▶ Required actions
1 – Please reproduce the maintenance strategy passage starting at "Such planned maintenance" and ending at "catastrophic machinery failure.", substituting "breakdown" for every "failure".
2 – According to the maintenance strategy passage, what share of the surveyed assets were allowed to Run-to-Failure?

Once assets have been viewed either as business critical or non-critical, facilities then can decide how to handle them via a maintenance strategy.

Toolbox of Strategies

Several overall maintenance strategies, reactive, preventive, and predictive, historically have been part of the toolbox. The term reactive maintenance often will be used in place of the term breakdown maintenance, usually connoting an absence of any organized maintenance strategy and, therefore, inherently becoming a reactive process. Inevitably, most plants will be subject to some degree of breakdown maintenance.

skf-1While breakdown maintenance may be an aspect of a reactive approach, however, the two are not synonymous. Reactive maintenance can reflect a conscious decision to adopt a Run-to-Failure approach for selected machines, at least for relatively non-critical assets with a low impact on failure risk and where the maintenance cost would exceed replacement cost.

Preventive maintenance by its nature will be time-based, either according to the calendar or to hours run, and undertaken in the hope of avoiding machinery breakdowns. Time intervals for preventive maintenance will be determined by manufacturer’s recommendations, past operating history, and/or regulatory requirements.

Such planned maintenance schedules can help reduce failure risks in many cases, but the routines can present problems. The maintenance schedules often will require that machines performing satisfactorily be shut down for maintenance. Unfortunately, sometimes those machines will be returned to service in a “worse than before” condition, whether due to improper procedures or the use of old or inferior components when new, quality replacement parts are unavailable.

Predictive maintenance applies objective technology to quantify machine condition before failure modes can escalate. Changes in the operating conditions of equipment can help foretell when failure initially begins and whether conditions are worsening. Equipped with ample warning, operations can get ahead of the curve on problems and take proactive measures to prevent catastrophic machinery failure.

Technologies to detect developing machinery faults at an early stage include sensors and specialized devices to monitor various parameters, such as vibration, and analytical and data management software to capture, trend, diagnose, and report timely information on the operating conditions of assets. Then, remedial maintenance initiatives can be taken before it’s too late.

The Right Approach

Our evaluation of customer maintenance programs further provided a snapshot illustrating how industrial maintenance strategies have generally been applied, based on business goals and the resulting criticality of assets. Some 70 percent of the assets in our survey have since been assigned preventive maintenance tasks, 16 percent have been assigned predictive maintenance activities, and 13 percent have been allowed to Run-to-Failure.

How can your facility embark upon a practical maintenance program for the entire enterprise?

If there is not a compelling reason to regularly maintain a particular asset from a production and business perspective, then it can be appropriate to run the machine without maintenance attention until corrective maintenance is required.

▶ Data
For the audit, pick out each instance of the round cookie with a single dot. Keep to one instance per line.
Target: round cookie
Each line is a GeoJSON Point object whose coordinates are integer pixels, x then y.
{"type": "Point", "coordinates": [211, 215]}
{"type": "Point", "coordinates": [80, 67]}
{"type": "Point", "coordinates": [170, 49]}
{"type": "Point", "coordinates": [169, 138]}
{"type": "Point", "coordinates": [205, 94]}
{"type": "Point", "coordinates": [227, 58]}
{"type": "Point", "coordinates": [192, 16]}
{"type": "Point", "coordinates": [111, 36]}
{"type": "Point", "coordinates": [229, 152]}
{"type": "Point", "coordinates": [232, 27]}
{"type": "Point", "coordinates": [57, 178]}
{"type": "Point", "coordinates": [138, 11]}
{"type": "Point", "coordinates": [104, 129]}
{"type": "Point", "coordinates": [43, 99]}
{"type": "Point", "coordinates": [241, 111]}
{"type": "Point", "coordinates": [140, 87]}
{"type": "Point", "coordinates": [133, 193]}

▶ Outputs by task
1 –
Such planned maintenance schedules can help reduce breakdown risks in many cases, but the routines can present problems. The maintenance schedules often will require that machines performing satisfactorily be shut down for maintenance. Unfortunately, sometimes those machines will be returned to service in a “worse than before” condition, whether due to improper procedures or the use of old or inferior components when new, quality replacement parts are unavailable.

Predictive maintenance applies objective technology to quantify machine condition before breakdown modes can escalate. Changes in the operating conditions of equipment can help foretell when breakdown initially begins and whether conditions are worsening. Equipped with ample warning, operations can get ahead of the curve on problems and take proactive measures to prevent catastrophic machinery breakdown.

2 – 13 percent